[Data drawn from a collection]
* * *
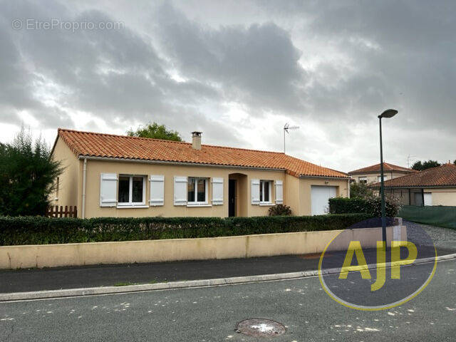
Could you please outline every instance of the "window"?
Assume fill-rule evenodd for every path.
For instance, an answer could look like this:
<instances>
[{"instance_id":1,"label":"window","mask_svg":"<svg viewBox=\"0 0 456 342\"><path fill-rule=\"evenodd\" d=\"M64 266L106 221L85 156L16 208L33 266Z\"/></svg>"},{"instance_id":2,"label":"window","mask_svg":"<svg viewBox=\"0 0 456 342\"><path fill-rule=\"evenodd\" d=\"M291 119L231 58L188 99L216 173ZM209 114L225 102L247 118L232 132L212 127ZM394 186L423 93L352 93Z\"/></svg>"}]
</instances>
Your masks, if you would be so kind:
* * *
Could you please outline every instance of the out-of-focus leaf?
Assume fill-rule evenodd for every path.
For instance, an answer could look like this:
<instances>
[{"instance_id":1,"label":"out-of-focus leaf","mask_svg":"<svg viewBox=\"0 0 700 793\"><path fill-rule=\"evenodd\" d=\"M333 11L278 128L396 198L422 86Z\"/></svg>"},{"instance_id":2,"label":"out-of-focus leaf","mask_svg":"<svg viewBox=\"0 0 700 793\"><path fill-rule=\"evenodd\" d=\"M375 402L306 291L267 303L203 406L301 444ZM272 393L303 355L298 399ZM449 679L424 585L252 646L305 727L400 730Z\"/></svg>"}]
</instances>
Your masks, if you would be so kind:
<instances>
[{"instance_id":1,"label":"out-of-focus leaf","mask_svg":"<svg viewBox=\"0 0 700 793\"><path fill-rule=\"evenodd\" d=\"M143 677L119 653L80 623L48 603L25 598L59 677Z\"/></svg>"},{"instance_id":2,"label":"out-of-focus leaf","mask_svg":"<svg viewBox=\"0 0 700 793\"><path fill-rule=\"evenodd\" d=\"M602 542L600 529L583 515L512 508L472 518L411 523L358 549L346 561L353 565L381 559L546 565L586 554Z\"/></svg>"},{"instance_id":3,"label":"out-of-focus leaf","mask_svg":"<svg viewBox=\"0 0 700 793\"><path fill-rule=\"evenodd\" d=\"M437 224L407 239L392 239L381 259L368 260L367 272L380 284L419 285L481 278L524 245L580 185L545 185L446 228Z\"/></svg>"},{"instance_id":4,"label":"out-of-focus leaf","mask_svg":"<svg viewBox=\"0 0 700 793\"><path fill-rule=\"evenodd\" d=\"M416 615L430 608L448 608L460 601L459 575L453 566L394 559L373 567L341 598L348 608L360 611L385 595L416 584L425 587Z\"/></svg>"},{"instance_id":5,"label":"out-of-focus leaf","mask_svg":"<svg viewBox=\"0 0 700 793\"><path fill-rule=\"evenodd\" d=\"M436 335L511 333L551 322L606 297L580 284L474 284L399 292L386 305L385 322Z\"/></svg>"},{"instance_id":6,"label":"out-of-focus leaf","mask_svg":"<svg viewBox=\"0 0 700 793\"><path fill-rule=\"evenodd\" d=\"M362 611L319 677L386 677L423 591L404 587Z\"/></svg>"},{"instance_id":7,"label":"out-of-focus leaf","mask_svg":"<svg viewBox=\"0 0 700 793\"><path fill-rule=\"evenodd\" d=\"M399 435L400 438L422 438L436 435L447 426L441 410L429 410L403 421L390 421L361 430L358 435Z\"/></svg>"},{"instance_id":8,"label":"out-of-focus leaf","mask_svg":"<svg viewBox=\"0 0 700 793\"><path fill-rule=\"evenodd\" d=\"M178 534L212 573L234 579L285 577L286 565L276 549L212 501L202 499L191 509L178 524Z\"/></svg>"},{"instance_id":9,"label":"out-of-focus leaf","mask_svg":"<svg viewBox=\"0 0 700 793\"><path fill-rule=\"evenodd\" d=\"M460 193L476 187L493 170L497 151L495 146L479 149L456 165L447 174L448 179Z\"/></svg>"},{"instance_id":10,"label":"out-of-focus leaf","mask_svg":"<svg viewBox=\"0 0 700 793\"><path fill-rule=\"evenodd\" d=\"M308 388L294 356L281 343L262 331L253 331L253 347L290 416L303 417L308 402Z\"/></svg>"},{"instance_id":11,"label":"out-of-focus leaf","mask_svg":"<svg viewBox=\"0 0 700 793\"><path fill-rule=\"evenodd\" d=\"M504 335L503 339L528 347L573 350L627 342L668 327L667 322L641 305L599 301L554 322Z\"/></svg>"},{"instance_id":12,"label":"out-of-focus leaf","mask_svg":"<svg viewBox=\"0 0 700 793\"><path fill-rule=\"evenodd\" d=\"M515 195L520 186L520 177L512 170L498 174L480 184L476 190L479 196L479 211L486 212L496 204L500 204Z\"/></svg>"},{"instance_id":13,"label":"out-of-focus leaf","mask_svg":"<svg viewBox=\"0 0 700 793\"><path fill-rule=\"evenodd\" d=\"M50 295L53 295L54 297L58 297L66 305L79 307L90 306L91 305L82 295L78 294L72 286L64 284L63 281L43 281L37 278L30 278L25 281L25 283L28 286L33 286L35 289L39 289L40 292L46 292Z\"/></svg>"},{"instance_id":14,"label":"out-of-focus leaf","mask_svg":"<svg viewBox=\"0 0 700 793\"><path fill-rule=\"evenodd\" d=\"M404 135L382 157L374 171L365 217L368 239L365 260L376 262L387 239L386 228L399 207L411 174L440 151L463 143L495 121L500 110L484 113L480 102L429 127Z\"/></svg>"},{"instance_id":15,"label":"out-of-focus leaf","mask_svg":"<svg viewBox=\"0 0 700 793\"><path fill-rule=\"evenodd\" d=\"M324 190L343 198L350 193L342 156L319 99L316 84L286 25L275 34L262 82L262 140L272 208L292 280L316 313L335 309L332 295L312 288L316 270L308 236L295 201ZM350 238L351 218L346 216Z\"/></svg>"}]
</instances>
* * *
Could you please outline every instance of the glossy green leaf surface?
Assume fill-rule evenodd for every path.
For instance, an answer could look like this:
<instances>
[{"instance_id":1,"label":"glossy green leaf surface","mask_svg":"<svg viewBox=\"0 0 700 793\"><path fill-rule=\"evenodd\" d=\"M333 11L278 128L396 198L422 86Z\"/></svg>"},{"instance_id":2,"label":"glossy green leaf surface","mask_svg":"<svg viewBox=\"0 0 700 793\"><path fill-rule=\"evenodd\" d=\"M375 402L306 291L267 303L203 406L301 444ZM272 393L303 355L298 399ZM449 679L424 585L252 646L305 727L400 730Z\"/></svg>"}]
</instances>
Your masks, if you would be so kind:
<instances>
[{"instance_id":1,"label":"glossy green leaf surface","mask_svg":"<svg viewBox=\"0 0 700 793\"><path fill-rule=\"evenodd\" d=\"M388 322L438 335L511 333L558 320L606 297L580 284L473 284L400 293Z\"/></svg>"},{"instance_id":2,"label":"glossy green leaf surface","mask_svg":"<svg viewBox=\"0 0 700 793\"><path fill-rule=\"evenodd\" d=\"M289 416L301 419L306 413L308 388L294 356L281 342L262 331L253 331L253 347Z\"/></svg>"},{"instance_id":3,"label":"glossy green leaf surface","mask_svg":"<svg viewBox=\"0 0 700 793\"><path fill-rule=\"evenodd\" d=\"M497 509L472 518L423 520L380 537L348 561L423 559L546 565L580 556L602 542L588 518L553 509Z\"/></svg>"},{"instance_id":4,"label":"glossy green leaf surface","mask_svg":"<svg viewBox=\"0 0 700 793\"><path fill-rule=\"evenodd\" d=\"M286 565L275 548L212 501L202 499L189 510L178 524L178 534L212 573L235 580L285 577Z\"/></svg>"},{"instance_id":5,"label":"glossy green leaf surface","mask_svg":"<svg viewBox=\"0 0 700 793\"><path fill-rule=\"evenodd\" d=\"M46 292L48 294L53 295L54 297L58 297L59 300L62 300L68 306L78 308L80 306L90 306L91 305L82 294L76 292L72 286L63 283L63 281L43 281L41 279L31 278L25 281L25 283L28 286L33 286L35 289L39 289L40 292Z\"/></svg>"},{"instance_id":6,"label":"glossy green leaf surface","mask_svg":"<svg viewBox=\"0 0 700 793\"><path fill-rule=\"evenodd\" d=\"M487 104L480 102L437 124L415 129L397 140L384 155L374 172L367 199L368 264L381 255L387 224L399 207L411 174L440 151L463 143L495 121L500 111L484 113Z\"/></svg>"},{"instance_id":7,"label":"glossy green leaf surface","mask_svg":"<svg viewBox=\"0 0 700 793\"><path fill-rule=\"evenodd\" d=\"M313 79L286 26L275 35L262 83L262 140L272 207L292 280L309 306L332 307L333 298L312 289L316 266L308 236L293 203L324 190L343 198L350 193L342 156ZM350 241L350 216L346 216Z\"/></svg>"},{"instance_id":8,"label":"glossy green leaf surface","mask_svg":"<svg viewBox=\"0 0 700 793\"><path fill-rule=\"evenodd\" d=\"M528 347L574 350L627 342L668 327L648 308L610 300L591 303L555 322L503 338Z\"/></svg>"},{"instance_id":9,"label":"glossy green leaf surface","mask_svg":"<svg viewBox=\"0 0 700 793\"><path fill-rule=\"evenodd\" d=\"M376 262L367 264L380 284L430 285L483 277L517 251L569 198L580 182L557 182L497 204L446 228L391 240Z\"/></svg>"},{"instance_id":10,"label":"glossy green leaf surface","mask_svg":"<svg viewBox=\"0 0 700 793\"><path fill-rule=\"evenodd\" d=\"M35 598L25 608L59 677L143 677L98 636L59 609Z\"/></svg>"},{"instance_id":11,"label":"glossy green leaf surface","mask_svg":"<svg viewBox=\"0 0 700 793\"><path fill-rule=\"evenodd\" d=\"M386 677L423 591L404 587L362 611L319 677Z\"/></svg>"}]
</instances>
* * *
> [Exercise details] Pick out and copy each line in the rows above that contains the word "please". Case counts when matching.

> [Task response]
Could you please outline every instance of the "window"?
Could you please outline every instance of the out-of-focus leaf?
Could you please outline every instance of the glossy green leaf surface?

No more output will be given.